* [THE INPUT]:
════════════════

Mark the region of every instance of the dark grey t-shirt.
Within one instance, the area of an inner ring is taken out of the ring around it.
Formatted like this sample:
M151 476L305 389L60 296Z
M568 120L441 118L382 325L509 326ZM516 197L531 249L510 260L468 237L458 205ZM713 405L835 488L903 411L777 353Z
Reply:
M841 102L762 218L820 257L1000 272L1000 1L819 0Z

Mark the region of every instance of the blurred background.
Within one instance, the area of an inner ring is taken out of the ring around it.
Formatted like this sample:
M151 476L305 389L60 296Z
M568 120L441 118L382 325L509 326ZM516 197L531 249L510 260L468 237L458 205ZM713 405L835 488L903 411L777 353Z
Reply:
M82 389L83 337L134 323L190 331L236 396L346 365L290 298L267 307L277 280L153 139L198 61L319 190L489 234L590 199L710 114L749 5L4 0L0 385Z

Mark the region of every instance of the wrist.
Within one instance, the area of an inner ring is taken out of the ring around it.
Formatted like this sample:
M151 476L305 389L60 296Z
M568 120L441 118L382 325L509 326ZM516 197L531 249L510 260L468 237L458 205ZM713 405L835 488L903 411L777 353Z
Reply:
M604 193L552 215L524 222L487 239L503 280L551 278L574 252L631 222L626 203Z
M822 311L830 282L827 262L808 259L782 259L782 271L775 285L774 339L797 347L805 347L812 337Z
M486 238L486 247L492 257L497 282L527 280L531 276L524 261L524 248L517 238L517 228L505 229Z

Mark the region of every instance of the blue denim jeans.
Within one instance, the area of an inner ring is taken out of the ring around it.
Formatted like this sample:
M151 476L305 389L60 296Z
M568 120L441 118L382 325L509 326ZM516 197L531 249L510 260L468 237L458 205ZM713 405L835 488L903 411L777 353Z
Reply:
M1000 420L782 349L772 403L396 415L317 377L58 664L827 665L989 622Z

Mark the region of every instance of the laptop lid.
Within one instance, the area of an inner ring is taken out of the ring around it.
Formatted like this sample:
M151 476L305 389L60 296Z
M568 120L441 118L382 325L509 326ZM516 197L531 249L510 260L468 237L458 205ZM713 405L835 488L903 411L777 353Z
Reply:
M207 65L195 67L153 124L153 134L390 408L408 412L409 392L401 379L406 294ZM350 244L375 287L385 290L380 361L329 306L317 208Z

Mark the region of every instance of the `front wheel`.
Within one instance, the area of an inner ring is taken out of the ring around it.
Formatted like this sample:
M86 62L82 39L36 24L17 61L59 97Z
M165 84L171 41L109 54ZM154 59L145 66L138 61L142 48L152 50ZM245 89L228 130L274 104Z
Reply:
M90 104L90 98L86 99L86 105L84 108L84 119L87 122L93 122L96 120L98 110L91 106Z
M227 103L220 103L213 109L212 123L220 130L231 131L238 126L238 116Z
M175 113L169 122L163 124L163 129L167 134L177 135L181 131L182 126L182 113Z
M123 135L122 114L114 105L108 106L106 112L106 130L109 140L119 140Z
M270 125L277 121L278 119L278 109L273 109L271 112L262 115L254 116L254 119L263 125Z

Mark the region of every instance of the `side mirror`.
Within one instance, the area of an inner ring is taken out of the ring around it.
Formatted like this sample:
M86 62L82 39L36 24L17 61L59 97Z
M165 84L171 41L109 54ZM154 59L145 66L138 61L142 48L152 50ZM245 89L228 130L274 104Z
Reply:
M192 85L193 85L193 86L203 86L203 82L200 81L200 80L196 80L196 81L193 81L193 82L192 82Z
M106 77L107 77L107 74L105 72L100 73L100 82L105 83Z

════════════════

* [AIM OF THE TASK]: Lines of the material in which the word "every" occurs are to be copied out.

* [WRITTEN SOLUTION]:
Mark the region of every instance of the dark grey t-shirt.
Mark the region of every instance of the blurred background.
Mark the region of every instance of the wrist.
Mark the region of every instance of the blue denim jeans.
Mark the region of every instance of the laptop lid.
Mark the region of every instance of the `front wheel`.
Mark the region of every instance of the `side mirror`.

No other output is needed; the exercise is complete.